*Document:*
Young-Kee Kim, an experimental particle physicist whose research focuses on understanding the origin of mass for fundamental particles, is a Professor of Physics at the University of Chicago and the Enrico Fermi Institute. Since July 2006, she has been the Deputy Director of the Fermi National Accelerator Laboratory. In this role, Professor Kim leads and manages the development and implementation of the strategic plan and establishes the oversight mechanisms to ensure compliance with the plan as well as the ability to adapt to changing circumstances.
Prior to her role as Deputy Director, Prof. Kim served as co-spokesperson for the CDF collaboration at Fermilab’s Tevatron, a collaboration with more than 600 physicists around the world. In 2005 she was awarded the Ho-Am Prize in South Korea, which is given to “those who have made outstanding contributions to the development of science and culture, and enhancement of the welfare of mankind”. She is a Fellow of the American Physical Society, and has been a recipient of the Alfred Sloan Foundation Fellowship as well as an award from the National Science Foundation Professional Opportunities for Women in Research and Education.

*Required work:*
Answer these questions using the biography of Young-Kee Kim.
1. Since what month and year has she been Deputy Director of the Fermi National Accelerator Laboratory?
2. How many physicists are in the CDF collaboration?
3. Which prize was she awarded in 2005?

*Data excerpts:*
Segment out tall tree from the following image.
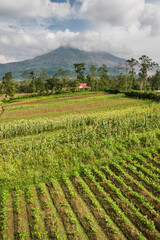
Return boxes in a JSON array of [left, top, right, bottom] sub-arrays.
[[148, 69, 160, 90], [126, 58, 138, 89], [139, 55, 158, 90], [86, 64, 97, 88], [97, 64, 109, 90], [2, 72, 15, 98], [74, 63, 86, 82]]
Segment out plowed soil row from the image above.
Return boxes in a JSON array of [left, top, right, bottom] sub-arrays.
[[0, 154, 160, 240]]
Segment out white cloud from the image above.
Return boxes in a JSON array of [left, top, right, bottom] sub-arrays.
[[0, 0, 72, 19], [141, 2, 160, 35], [80, 0, 145, 26], [0, 0, 160, 62]]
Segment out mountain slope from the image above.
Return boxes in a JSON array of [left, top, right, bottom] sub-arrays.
[[0, 47, 124, 78]]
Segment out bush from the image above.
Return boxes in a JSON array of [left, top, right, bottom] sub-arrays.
[[125, 90, 160, 100]]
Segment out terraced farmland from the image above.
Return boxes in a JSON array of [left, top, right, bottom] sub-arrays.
[[0, 93, 160, 240], [0, 146, 160, 240]]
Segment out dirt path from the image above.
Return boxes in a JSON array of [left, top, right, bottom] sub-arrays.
[[5, 94, 104, 108]]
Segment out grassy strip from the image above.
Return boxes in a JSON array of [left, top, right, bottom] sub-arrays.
[[61, 174, 107, 240], [71, 172, 125, 240], [37, 183, 67, 240], [81, 167, 146, 240], [48, 180, 88, 240]]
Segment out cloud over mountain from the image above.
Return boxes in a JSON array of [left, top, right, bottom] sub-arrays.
[[0, 0, 160, 62]]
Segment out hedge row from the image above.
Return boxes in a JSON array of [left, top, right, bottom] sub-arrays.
[[125, 90, 160, 100]]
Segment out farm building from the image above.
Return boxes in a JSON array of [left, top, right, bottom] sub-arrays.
[[76, 83, 91, 90]]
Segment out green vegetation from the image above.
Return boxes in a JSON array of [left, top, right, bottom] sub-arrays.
[[0, 92, 160, 240], [0, 145, 160, 240]]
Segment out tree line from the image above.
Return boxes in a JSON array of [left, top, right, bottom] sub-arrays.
[[0, 55, 160, 97]]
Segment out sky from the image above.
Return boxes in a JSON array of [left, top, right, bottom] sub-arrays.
[[0, 0, 160, 64]]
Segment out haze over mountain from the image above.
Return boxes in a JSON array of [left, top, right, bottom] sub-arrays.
[[0, 47, 125, 79]]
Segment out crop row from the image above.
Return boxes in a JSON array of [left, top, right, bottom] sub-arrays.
[[0, 103, 160, 139], [0, 148, 160, 240]]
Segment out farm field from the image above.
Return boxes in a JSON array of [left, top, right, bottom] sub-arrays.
[[0, 147, 160, 240], [0, 92, 160, 240]]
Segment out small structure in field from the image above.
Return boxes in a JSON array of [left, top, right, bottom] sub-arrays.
[[76, 83, 91, 90]]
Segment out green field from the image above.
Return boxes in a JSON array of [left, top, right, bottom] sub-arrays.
[[0, 92, 160, 240]]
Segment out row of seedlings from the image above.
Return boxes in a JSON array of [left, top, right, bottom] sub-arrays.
[[80, 167, 146, 240], [71, 172, 126, 240], [47, 179, 88, 240], [37, 183, 67, 240], [100, 165, 160, 230], [0, 190, 14, 240], [93, 167, 160, 239], [61, 174, 107, 240]]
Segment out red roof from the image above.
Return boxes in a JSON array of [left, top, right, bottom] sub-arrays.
[[76, 83, 91, 89]]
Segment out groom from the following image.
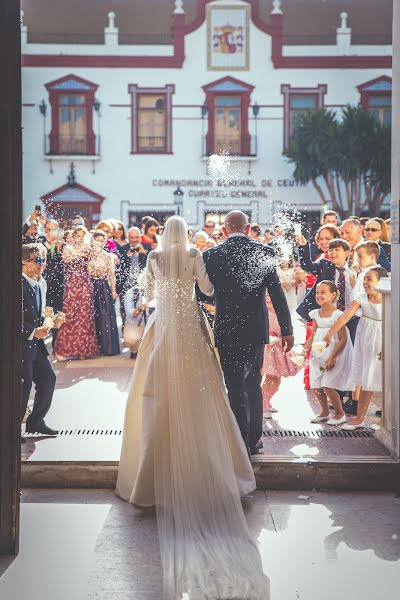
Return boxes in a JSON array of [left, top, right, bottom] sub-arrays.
[[203, 210, 293, 454]]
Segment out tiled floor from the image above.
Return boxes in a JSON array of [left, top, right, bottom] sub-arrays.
[[0, 490, 400, 600], [22, 322, 387, 461]]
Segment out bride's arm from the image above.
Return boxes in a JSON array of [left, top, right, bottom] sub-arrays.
[[191, 248, 214, 296], [143, 252, 156, 305]]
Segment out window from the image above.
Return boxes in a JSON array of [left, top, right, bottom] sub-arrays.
[[138, 94, 167, 152], [46, 75, 97, 156], [357, 75, 392, 127], [58, 94, 87, 154], [128, 84, 175, 154], [203, 77, 255, 156], [281, 84, 327, 150], [214, 96, 242, 155]]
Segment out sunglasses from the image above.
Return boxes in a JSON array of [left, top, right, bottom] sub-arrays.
[[26, 256, 46, 265]]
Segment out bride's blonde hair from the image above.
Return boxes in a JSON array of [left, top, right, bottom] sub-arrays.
[[157, 215, 190, 252]]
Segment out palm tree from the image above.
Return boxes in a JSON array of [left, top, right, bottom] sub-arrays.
[[286, 106, 390, 218]]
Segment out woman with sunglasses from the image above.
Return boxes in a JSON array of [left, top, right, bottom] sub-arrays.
[[364, 217, 391, 271]]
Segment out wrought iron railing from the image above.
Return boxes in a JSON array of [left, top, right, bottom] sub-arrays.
[[202, 135, 258, 156], [138, 136, 167, 152], [44, 135, 100, 156]]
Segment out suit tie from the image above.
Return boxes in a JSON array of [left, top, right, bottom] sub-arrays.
[[33, 284, 42, 314], [336, 267, 346, 311]]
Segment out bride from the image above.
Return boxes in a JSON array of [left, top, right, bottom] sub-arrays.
[[116, 216, 269, 600]]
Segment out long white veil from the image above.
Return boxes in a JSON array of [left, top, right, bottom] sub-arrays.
[[144, 217, 269, 600]]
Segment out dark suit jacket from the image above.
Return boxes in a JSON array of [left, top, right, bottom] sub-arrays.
[[116, 245, 147, 294], [43, 246, 65, 313], [203, 236, 293, 346], [297, 244, 336, 321], [22, 277, 48, 360]]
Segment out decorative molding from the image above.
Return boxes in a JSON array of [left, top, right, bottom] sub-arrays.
[[203, 76, 254, 156], [281, 83, 328, 151], [128, 83, 175, 155], [22, 0, 392, 69], [45, 73, 99, 155]]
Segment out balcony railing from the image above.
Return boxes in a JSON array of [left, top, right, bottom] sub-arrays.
[[202, 135, 258, 157], [138, 136, 167, 152], [44, 135, 100, 156]]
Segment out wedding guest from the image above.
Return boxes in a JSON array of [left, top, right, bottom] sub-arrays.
[[140, 218, 160, 252], [364, 217, 391, 262], [193, 231, 208, 252], [71, 215, 86, 229], [20, 244, 58, 435], [88, 231, 120, 356], [385, 219, 392, 242], [63, 229, 74, 246], [124, 286, 149, 358], [95, 219, 119, 256], [22, 219, 40, 244], [202, 219, 217, 236], [340, 218, 364, 267], [114, 221, 129, 250], [276, 257, 299, 314], [261, 292, 300, 425], [352, 242, 380, 300], [43, 219, 64, 313], [264, 229, 274, 244], [304, 281, 353, 425], [324, 267, 388, 431], [54, 225, 99, 361], [250, 223, 261, 242]]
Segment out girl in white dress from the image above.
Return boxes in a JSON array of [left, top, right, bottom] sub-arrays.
[[304, 281, 352, 425], [325, 267, 388, 431]]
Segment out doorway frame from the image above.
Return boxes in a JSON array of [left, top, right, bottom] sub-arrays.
[[0, 0, 22, 555]]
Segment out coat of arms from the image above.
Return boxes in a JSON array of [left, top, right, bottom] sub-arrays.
[[207, 4, 249, 71]]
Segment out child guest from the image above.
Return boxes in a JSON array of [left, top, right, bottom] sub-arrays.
[[304, 281, 352, 425], [325, 267, 388, 431]]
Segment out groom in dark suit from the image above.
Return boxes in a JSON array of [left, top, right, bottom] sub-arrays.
[[203, 211, 293, 454]]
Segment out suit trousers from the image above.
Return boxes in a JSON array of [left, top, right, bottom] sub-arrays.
[[21, 348, 56, 427], [218, 343, 264, 448]]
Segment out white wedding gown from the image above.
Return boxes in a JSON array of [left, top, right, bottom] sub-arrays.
[[116, 248, 269, 600]]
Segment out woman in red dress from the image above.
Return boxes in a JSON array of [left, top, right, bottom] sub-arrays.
[[54, 226, 99, 361]]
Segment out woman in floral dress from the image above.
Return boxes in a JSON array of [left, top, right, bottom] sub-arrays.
[[54, 226, 99, 361]]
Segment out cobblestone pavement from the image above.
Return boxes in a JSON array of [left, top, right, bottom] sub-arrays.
[[0, 490, 400, 600]]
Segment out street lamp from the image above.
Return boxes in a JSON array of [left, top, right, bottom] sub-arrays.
[[174, 185, 185, 216], [251, 102, 260, 156]]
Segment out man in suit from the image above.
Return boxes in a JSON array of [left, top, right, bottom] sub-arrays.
[[118, 227, 147, 322], [43, 219, 64, 346], [203, 211, 293, 454], [21, 244, 58, 435]]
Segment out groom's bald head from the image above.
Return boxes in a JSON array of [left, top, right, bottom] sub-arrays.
[[223, 210, 250, 235]]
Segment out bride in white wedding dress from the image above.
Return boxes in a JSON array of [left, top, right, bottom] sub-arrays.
[[116, 217, 269, 600]]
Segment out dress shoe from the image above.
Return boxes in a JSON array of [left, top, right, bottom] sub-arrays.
[[343, 400, 357, 417], [25, 423, 58, 435], [326, 415, 346, 425], [310, 415, 330, 423], [340, 423, 367, 431]]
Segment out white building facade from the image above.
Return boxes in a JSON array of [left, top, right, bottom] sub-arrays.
[[21, 0, 392, 229]]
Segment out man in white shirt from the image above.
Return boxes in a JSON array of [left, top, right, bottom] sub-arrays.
[[21, 244, 58, 441]]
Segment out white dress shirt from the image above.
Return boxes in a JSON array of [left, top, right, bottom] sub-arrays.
[[22, 273, 47, 342]]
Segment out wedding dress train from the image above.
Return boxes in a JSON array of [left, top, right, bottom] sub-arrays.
[[116, 217, 269, 600]]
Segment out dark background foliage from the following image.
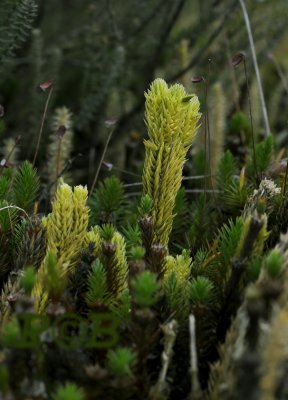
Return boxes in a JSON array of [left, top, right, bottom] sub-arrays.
[[0, 0, 288, 185]]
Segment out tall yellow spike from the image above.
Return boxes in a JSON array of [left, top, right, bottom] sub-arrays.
[[143, 79, 201, 245]]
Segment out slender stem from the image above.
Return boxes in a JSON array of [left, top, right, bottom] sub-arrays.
[[283, 160, 288, 197], [189, 314, 201, 398], [243, 57, 259, 181], [55, 138, 62, 191], [89, 127, 114, 198], [239, 0, 271, 137], [32, 86, 53, 167]]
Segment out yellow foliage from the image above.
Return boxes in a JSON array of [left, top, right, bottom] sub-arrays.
[[33, 182, 89, 310], [143, 79, 201, 245]]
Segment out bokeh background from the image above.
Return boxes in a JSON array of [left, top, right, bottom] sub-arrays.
[[0, 0, 288, 186]]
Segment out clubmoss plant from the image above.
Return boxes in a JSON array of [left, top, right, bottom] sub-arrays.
[[143, 79, 200, 246]]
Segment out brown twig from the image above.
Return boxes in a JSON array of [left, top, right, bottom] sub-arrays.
[[32, 84, 53, 167]]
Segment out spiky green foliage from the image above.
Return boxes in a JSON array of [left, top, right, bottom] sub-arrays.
[[107, 347, 136, 378], [13, 161, 39, 211], [131, 271, 159, 308], [90, 176, 124, 225], [85, 259, 107, 306], [53, 383, 85, 400], [20, 267, 36, 294], [265, 249, 284, 278], [138, 194, 153, 217], [218, 217, 244, 268], [0, 0, 38, 65], [189, 276, 214, 305], [123, 224, 141, 249]]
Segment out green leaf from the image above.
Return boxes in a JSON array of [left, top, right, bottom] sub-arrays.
[[13, 161, 40, 212]]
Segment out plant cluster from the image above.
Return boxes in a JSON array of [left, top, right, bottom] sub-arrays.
[[0, 79, 288, 400]]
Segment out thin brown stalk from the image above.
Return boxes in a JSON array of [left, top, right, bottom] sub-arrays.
[[89, 127, 115, 199], [239, 0, 271, 137], [32, 85, 53, 167]]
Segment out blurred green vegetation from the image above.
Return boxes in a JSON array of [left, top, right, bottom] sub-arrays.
[[0, 0, 288, 185]]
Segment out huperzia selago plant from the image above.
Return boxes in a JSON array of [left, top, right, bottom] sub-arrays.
[[0, 79, 288, 400], [143, 79, 201, 246]]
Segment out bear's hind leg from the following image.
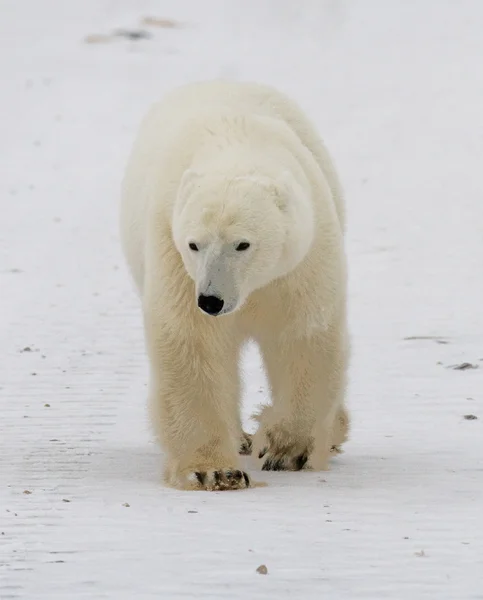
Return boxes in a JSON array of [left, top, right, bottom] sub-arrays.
[[253, 332, 347, 471]]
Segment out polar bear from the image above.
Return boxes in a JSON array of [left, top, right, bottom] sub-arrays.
[[120, 81, 349, 490]]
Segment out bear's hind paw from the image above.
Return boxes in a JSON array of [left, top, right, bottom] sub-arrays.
[[258, 447, 309, 471], [189, 469, 251, 491]]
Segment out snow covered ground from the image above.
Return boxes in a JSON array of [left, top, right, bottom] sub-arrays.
[[0, 0, 483, 600]]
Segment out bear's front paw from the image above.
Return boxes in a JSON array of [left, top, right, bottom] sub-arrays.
[[258, 430, 312, 471], [188, 469, 250, 491], [258, 446, 309, 471]]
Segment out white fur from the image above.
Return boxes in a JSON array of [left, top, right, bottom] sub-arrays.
[[121, 82, 349, 489]]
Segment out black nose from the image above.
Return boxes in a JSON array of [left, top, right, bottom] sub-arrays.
[[198, 294, 225, 315]]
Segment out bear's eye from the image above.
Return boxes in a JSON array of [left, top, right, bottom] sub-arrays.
[[236, 242, 250, 252]]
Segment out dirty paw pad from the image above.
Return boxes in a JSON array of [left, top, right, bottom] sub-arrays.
[[238, 432, 252, 456], [193, 469, 250, 491]]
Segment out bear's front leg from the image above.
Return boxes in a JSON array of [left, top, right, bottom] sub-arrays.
[[145, 310, 250, 490], [253, 330, 348, 471]]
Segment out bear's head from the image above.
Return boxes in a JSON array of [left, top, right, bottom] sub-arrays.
[[173, 169, 314, 316]]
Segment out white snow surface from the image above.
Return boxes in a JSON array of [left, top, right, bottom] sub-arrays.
[[0, 0, 483, 600]]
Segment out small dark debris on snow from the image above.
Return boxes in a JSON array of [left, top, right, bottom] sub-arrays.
[[114, 29, 151, 41], [84, 33, 112, 44], [448, 362, 478, 371], [403, 335, 449, 344], [141, 17, 181, 29]]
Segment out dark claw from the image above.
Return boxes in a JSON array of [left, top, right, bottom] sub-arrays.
[[262, 458, 285, 471], [295, 454, 309, 471], [238, 433, 252, 456]]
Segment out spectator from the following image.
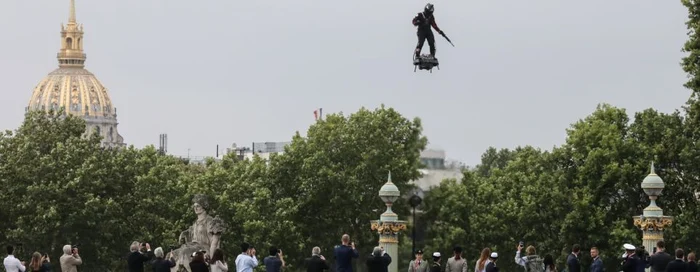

*Response for this exercise:*
1. July 2006
2. More than 600
3. The Ho-Am Prize in South Korea